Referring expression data
————

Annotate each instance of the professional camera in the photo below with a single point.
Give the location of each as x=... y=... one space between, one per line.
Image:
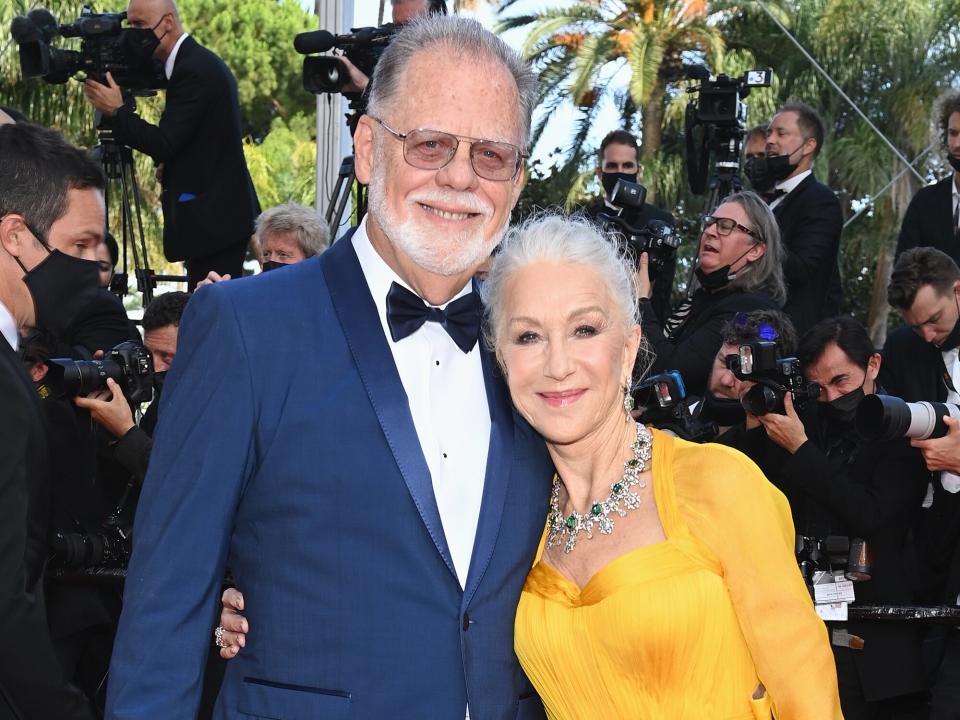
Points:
x=775 y=376
x=362 y=46
x=104 y=47
x=130 y=365
x=657 y=238
x=662 y=399
x=715 y=121
x=883 y=417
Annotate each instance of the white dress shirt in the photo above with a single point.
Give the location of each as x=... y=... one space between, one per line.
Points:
x=172 y=57
x=8 y=327
x=448 y=402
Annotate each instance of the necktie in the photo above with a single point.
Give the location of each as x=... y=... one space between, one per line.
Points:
x=406 y=313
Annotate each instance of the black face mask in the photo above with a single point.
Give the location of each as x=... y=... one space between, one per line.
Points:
x=757 y=170
x=725 y=412
x=61 y=286
x=609 y=180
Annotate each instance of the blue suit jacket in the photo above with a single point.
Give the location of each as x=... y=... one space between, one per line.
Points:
x=286 y=451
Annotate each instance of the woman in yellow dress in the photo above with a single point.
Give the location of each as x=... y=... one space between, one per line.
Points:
x=665 y=587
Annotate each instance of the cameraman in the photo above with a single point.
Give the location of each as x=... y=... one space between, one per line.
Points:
x=208 y=199
x=60 y=205
x=738 y=270
x=841 y=485
x=620 y=160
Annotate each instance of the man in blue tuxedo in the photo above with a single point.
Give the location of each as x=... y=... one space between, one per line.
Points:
x=353 y=455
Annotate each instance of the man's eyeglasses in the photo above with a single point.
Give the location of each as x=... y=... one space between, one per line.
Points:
x=433 y=149
x=725 y=226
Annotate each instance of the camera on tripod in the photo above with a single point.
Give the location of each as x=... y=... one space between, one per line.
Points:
x=362 y=47
x=775 y=376
x=105 y=47
x=662 y=398
x=657 y=238
x=129 y=364
x=715 y=123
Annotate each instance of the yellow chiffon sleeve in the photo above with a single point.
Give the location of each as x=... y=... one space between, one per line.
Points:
x=734 y=511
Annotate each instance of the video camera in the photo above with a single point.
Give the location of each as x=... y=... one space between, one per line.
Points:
x=105 y=47
x=662 y=398
x=715 y=120
x=362 y=47
x=657 y=238
x=775 y=376
x=129 y=364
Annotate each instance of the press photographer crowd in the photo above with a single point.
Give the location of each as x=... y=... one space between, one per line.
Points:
x=301 y=521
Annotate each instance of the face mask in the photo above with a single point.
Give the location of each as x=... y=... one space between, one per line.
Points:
x=757 y=170
x=725 y=412
x=61 y=286
x=609 y=180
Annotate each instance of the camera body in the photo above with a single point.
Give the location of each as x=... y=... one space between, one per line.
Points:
x=129 y=364
x=775 y=376
x=105 y=47
x=662 y=398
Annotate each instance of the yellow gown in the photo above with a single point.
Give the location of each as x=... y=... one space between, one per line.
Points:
x=686 y=628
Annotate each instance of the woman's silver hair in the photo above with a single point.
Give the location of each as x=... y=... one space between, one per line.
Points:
x=456 y=37
x=765 y=274
x=554 y=238
x=304 y=224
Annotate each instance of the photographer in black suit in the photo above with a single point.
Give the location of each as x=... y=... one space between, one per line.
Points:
x=808 y=214
x=933 y=215
x=51 y=198
x=209 y=203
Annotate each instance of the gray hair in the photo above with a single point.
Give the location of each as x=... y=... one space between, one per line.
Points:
x=550 y=237
x=765 y=274
x=305 y=224
x=461 y=38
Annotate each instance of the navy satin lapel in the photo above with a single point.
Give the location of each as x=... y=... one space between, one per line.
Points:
x=497 y=479
x=378 y=372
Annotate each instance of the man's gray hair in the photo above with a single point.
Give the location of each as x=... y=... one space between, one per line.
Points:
x=304 y=224
x=458 y=37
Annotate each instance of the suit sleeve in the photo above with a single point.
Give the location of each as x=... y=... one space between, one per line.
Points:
x=746 y=523
x=31 y=681
x=182 y=118
x=202 y=456
x=814 y=241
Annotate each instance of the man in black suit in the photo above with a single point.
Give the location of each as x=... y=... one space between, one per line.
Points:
x=933 y=215
x=620 y=159
x=209 y=203
x=809 y=216
x=51 y=198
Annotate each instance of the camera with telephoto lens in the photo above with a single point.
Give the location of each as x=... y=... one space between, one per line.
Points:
x=662 y=398
x=775 y=376
x=362 y=47
x=129 y=364
x=657 y=238
x=715 y=120
x=105 y=47
x=883 y=417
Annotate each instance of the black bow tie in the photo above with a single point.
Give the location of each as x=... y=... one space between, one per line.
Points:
x=406 y=313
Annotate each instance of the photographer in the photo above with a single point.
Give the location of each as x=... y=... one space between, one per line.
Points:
x=738 y=270
x=62 y=204
x=840 y=485
x=208 y=199
x=620 y=160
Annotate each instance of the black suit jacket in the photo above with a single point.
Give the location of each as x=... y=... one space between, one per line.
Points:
x=928 y=221
x=810 y=223
x=31 y=682
x=208 y=198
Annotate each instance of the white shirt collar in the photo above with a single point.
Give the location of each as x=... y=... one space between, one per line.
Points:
x=8 y=327
x=172 y=57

————

PROBLEM REQUIREMENTS
Copy every line of the data that carries the word "yellow".

RESULT
Annotate each instance of the woman in yellow dress in the photo above with a single point.
Annotate each instance of the yellow chiffon sleeve in the photo above with a single point.
Annotate each instance of the yellow gown in the photo above with a single point.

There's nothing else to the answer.